> [What you will do] Copy the records below exactly as they appear.
^^^^^^^^
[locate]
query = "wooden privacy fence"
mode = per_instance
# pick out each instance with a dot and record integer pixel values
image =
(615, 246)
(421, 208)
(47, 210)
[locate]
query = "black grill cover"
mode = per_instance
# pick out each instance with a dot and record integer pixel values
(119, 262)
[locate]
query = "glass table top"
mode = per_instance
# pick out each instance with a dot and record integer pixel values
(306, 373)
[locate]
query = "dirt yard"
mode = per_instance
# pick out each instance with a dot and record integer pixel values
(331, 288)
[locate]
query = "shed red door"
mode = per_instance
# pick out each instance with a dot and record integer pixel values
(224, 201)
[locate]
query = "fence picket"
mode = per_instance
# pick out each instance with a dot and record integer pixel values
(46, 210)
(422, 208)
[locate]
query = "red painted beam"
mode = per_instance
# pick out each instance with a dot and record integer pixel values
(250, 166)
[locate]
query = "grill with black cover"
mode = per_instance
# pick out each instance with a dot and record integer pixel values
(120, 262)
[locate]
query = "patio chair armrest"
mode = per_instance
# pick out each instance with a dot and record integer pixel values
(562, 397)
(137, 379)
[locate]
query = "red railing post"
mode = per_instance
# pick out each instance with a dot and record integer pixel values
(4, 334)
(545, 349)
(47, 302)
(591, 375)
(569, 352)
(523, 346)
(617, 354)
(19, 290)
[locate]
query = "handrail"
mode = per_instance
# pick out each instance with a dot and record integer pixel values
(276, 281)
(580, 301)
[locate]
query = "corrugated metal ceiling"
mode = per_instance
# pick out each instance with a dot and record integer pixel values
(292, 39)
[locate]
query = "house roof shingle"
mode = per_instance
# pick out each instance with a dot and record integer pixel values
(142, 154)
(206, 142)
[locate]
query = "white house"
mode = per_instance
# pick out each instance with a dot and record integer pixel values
^^^^^^^^
> [Answer to this exercise]
[locate]
query = "wooden privacy fence"
mode = per_instance
# pick out each instance with a dot and record integer pixel values
image =
(615, 246)
(421, 208)
(47, 210)
[locate]
query = "black grill cover"
mode = per_instance
# pick out each instance with a dot and record integer pixel values
(119, 262)
[locate]
query = "glass table top"
mode = per_instance
# pick out each instance with a dot and record integer pixel values
(306, 373)
[locate]
query = "dirt yard"
mode = per_instance
# pick out each instance with a dot and record integer pixel values
(331, 288)
[locate]
query = "shed red door"
mode = per_instance
# pick out each instance with a dot and record integer pixel values
(224, 201)
[locate]
query = "fence picket"
mode = per_instance
# pick out each instance with a dot and record integer pixel values
(46, 210)
(422, 208)
[locate]
query = "red painted beam"
mode = per_instance
# pick out each instance with a dot and record integer pixel values
(250, 166)
[locate]
query = "grill with black cover"
mode = per_instance
# pick out each instance with a dot and record integer pixel values
(120, 262)
[locate]
query = "patio chair armrest"
mode = per_instance
# pick out each instance with a dot and record integer pixel values
(562, 397)
(137, 379)
[locate]
query = "red railing post"
mode = per_instance
# pick out each instance with a dot and record integer pixel values
(4, 334)
(545, 349)
(47, 302)
(591, 375)
(569, 352)
(523, 346)
(617, 354)
(19, 290)
[locate]
query = "handrail"
mode = per_instance
# pick out each instance with a dot and record integer pixel values
(276, 281)
(580, 301)
[locate]
query = "corrugated metal ceiling"
mode = per_instance
# pick out each instance with a dot and record integer pixel values
(292, 39)
[locate]
query = "house roof shingle"
mode = per_instance
# pick out each instance with a dot and record integer pixel values
(142, 154)
(206, 142)
[locate]
query = "white house"
mode = per_instance
# pick out each instance with a dot and record integer pixel values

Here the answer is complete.